-- start of EXCERPT PROVIDED --
TidyDensity provides comprehensive parameter estimation capabilities to fit probability distributions to empirical data using multiple statistical methods.
Overview
Parameter estimation allows you to:
- Fit distributions to your empirical data
- Estimate distribution parameters from observed values
- Compare theoretical vs empirical distributions
- Select best-fitting distribution using AIC
- Validate distributional assumptions
Estimation Methods
TidyDensity uses three primary estimation methods:
1. Maximum Likelihood Estimation (MLE)
What it is:
- Finds parameters that maximize the likelihood of observing your data
- Most commonly used method
- Asymptotically efficient
When to use:
- Large sample sizes (n > 30)
- When you need optimal statistical properties
- Default choice for most applications
Characteristics:
- Asymptotically unbiased
- Minimum variance for large samples
- Requires iterative computation
2. Method of Moments Estimation (MME)
What it is:
- Matches sample moments (mean, variance) to theoretical moments
- Often produces same results as MLE for common distributions
- Computationally simpler
When to use:
- Quick approximations needed
- Educational purposes
- When MLE is computationally expensive
Characteristics:
- Easy to compute
- Intuitive interpretation
- May be less efficient than MLE
3. Minimum Variance Unbiased Estimation (MVUE)
What it is:
- Provides unbiased estimates with minimum variance
- Uses correction factors for small samples
- Often same as MLE for large samples
When to use:
- Small sample sizes
- When unbiasedness is critical
- Comparing with MLE
Characteristics:
- Unbiased for any sample size
- Minimum variance among unbiased estimators
- May differ from MLE for small samples
Basic Usage
Simple Parameter Estimation
# Your empirical data
data <- mtcars$mpg
# Estimate normal distribution parameters
result <- util_normal_param_estimate(data, .auto_gen_empirical = TRUE)
-- end of EXCERPT PROVIDED --
-- start of DATA --
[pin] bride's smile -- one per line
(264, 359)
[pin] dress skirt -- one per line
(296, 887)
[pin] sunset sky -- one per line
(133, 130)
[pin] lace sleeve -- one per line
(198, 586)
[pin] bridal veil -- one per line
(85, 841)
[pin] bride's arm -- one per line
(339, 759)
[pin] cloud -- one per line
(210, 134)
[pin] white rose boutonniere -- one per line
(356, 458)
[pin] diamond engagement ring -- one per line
-- end of DATA --
-- start of DATA --
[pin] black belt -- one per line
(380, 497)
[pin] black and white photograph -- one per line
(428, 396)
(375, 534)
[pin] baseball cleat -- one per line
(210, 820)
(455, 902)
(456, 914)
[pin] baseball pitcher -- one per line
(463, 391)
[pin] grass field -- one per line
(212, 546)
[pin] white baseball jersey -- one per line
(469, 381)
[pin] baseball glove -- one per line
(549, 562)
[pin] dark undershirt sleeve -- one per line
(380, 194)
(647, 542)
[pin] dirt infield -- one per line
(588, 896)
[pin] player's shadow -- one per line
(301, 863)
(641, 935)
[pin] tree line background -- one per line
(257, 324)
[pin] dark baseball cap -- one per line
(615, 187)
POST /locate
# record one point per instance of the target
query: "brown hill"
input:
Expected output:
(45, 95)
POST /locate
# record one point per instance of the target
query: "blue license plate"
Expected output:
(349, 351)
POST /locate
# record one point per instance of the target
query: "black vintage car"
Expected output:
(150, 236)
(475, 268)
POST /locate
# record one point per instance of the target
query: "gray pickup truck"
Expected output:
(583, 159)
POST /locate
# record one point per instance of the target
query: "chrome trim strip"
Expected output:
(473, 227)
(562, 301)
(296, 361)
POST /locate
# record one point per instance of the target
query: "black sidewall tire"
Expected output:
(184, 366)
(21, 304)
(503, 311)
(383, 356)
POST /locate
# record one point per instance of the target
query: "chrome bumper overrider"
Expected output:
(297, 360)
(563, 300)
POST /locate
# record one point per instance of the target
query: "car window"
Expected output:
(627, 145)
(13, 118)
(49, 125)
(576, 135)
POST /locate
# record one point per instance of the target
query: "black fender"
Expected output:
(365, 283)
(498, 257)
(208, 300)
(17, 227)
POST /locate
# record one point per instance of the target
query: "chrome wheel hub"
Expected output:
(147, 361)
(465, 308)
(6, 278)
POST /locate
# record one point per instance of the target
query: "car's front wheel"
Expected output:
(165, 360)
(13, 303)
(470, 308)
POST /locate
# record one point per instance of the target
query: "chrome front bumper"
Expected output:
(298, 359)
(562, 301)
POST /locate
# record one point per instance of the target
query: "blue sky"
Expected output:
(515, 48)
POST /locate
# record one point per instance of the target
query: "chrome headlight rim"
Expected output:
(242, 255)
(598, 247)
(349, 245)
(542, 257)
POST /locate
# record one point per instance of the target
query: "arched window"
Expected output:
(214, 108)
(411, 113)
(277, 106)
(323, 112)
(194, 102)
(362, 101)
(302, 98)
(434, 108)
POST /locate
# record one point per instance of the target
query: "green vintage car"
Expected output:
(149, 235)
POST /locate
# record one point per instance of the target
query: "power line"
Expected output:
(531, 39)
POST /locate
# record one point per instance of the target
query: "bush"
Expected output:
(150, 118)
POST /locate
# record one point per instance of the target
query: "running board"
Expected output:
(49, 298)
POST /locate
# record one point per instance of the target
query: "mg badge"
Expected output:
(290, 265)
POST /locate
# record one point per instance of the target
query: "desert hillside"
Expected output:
-- end of DATA --
▸ **WRITTEN REQUEST**
Reproduce word for word the part of the TidyDensity parameter estimation text that opens with the words containing "TidyDensity provides comprehensive" and closes with "multiple statistical methods.".

▸ **WRITTEN REPLY**
TidyDensity provides comprehensive parameter estimation capabilities to fit probability distributions to empirical data using multiple statistical methods.